→ EXCERPTED PASSAGE
_____
Pursuing her interest in nutrition & public health, Goodman
was taking a biochem course at Hunter College when she
decided to sit in on a radio-documentary class taught by a
WBAI producer. “I asked if he'd take me to the station,”
she says, “& in a sense I never really left.” He invited her
to be an apprentice on a new show called Investigations.
“I'd just carry around a tape recorder” at news conferences
& speeches & lectures, she remembers, “& sometimes we’d
play it on the radio.” She soon joined WBAI’s staff, working
on the evening news & later co-hosting the station’s morning
show Wakeup Call.
At WBAI, which was part of the progressive radio network
Pacifica, Goodman reported from around the world. In 1995,
she covered Haiti’s national elections: “People who were
running for office could be gunned down,” she says. “People
who went to the polls could be gunned down. It was in the
middle of a coup, sadly, that was backed by the US.” She was
in a safe house in Haiti when she got the call from Pacifica
asking if she wanted to host Democracy Now!, a new show that
would cover the 1996 election (between Bill Clinton, Bob
Dole, & Ross Perot). “I thought, wow, most people don’t vote
in the US,” Goodman says. “I didn’t think it was apathy.
_____
→ RECORDED DATA

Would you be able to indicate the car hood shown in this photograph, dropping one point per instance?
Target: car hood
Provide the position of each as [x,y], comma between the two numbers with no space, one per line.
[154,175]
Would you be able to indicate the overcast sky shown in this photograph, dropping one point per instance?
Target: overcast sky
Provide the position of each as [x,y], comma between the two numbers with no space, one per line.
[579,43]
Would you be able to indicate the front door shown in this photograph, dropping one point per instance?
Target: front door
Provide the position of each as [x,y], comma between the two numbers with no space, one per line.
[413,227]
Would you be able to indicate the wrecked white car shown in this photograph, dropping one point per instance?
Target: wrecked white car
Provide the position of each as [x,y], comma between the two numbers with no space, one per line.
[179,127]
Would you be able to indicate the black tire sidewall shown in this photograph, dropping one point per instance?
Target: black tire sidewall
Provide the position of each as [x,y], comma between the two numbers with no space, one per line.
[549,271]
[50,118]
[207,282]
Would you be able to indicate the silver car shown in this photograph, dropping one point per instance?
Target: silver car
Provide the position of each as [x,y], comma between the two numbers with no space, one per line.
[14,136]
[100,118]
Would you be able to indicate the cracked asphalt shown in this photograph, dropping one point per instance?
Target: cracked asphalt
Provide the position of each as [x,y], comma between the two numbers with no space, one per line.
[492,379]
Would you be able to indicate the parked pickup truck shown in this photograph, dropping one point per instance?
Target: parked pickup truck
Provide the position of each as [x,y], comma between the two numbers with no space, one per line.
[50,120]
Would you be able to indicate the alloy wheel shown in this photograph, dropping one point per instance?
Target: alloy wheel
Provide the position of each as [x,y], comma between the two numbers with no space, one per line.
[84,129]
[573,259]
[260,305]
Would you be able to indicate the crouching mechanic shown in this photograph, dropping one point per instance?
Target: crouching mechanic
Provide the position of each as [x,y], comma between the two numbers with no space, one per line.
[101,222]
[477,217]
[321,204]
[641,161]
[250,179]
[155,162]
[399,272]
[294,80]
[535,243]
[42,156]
_____
→ THE REQUEST
Answer these questions from the passage about Goodman:
(a) At which college was Goodman taking a biochem course?
(b) What was the name of the WBAI morning show she co-hosted?
(c) In which country did she cover national elections in 1995?

→ RESPONSE TO THE EXERCISE
(a) Hunter College
(b) Wakeup Call
(c) Haiti